Task instructions >>
- A) Decide whether each statement below agrees with the allergy article. Answer yes or no for each, and quote the words from the article that settle it.
(i) The Mayo Clinic names reducing exposure to allergy triggers as the best way to control seasonal allergies.
(ii) The Environmental Protection Agency estimates that outdoor air is 2-5 times more polluted than indoor air.
(iii) The article suggests flushing out the air inside your home when pollen counts are high.
- B) Write the next part of the allergy article, picking up after its last sentence.

Extract >>
^^^^^^^^^^^^^^^^
Allergy season in Colorado is in full swing. Another long winter has passed, but many still find themselves stuck indoors in fear of the havoc springtime allergens can wreak.
Fighting seasonal allergies in Colorado isn't an exact science, but there are some steps you can take to find some relief. Knowing your triggers, monitoring outdoor air quality, and maintaining indoor air quality are the most important things to consider when allergy season arrives. Give yourself an upper-hand with these tips from online experts!
Reduce Your Risk
Reducing exposure to your allergy triggers, unsurprisingly, is the best way to take control of your seasonal allergies, according to The Mayo Clinic. Avoid outdoor activity during dry windy days, when dust and pollen is blowing about, and any time pollen counts are high. MC also recommends monitoring pollen counts in your area on the local news, newspapers, or on forecasting sites like pollen.com. It's best to stay indoors when pollen counts are high, but if avoiding the outdoors isn't an option, wear a face mask and take allergy medicine before your symptoms start.
Keeping your home free of allergens is a never-ending battle, but maintaining indoor air quality will do wonders in providing relief from seasonal allergies. MC says keep windows and doors closed during high pollen count days, and install HEPA filters on your furnace and air conditioner systems. Air purifiers can help maintain healthy indoor air quality too, but make sure your model doesn't emit ozone or another kind of air pollutant. When pollen counts are low — especially after a rainstorm or during the middle of the day — consider flushing out all the air inside your home with a whole house fan or other fresh air intake system. While outside air is where allergens thrive, the Environmental Protection Agency estimates indoor air is 2-5 times more polluted than outside air, even in industrial areas. Replacing stale, recirculated indoor air with fresh air from the outside also removes any lingering viruses, odors, pathogens and other volatile organic compounds (VOCs) from your home.
Wash It Off
Each time you step outside, your skin, clothes, hair, shoes, etc. collect tiny particles from everywhere you've been. And all those little particles return home with you. Kinda gross to think about, but easily remedied by leaving your shoes at the door, changing your clothes, and taking a quick rinse to wash everything off once you get home. This goes for household pets too — daily baths may be unrealistic for four-legged family members, but giving them a good rinse after an outdoor adventure (or after a good roll in who-knows-what) can help reduce the amount of allergens collected in their fur and brought back into your home.
^^^^^^^^^^^^^^^^
Data supplied >>
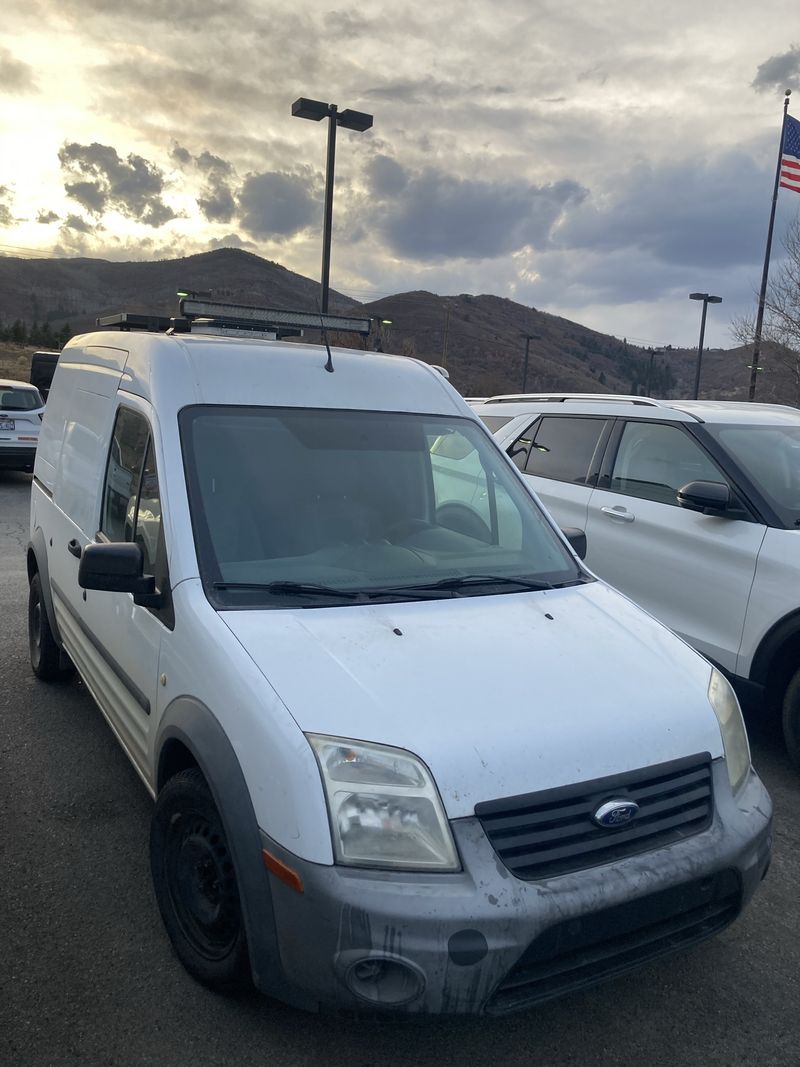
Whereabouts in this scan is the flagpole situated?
^^^^^^^^^^^^^^^^
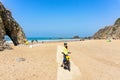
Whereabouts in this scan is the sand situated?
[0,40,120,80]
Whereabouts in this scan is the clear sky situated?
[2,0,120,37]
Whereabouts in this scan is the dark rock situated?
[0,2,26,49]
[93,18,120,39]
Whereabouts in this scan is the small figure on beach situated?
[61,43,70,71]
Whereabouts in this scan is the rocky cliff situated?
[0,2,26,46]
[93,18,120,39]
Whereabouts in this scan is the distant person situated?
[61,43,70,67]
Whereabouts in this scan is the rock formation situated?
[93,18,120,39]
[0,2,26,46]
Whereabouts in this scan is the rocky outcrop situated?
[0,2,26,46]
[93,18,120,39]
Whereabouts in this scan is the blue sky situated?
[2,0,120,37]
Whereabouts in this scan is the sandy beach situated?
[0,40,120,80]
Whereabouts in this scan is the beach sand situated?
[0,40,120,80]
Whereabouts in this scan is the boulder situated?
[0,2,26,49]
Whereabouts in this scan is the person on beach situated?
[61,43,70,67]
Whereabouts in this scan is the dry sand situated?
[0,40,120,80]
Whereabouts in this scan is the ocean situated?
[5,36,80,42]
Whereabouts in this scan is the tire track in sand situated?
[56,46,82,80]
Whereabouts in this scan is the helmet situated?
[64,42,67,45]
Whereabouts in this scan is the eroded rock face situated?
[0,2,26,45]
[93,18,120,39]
^^^^^^^^^^^^^^^^
Answer list >>
- A)
(i) Yes: "Reducing exposure to your allergy triggers, unsurprisingly, is the best way to take control of your seasonal allergies, according to The Mayo Clinic."
(ii) No: "the Environmental Protection Agency estimates indoor air is 2-5 times more polluted than outside air"
(iii) No: "When pollen counts are low — especially after a rainstorm or during the middle of the day — consider flushing out all the air inside your home"

- B)
Your home can never be too clean, especially if your seasonal allergies really beat you down. Consider vacuuming high traffic areas of your home more often, with a HEPA filter-equipped vacuum cleaner that won't spread more particles around your living space. And dust more often too, paying extra attention to the spots where dust can collect like light fixtures, tables, shelves, window sills, and other nooks and crannies. Lastly, WebMD says relying on harsh chemical-based cleaners can actually exacerbate allergy symptoms, and even cause additional irritation. Switching to natural cleaners or those with every-day ingredients like vinegar or baking soda is the best way to go.
No matter what, chances are seasonal allergies will have you down for the count at some point during the season, but being prepared will help mitigate your symptoms. It's important to know what your triggers are. You may think you know what the problem is, but experts agree that pinpointing your triggers with a skin test from an allergist will help you limit your exposure and side effects more effectively. Over-the-counter medications like antihistamines, corticosteroids, nasal sprays and decongestants can help relieve some allergy symptoms, but don't wait until you're suffering to start taking them. Many OTC remedies can be taken before you experience any symptoms, but it's always best to speak to your doctor before long-term use of any medication.
At-home treatments like nasal rinses and steam treatments may offer some relief from nasal decongestion, and natural remedies like hyper-locally produced honey, butterbur, spirulina, and other herbs have shown promise in allergy relief, though there are too few scientific studies to prove their effectiveness. Lastly, MC says studies have shown acupuncture treatments can also be effective, though results have been mixed. Work with your doctors and other allergy treatment professionals to find the best treatment options for you.
Don't succumb to seasonal allergies so easily when there are ways to fight back!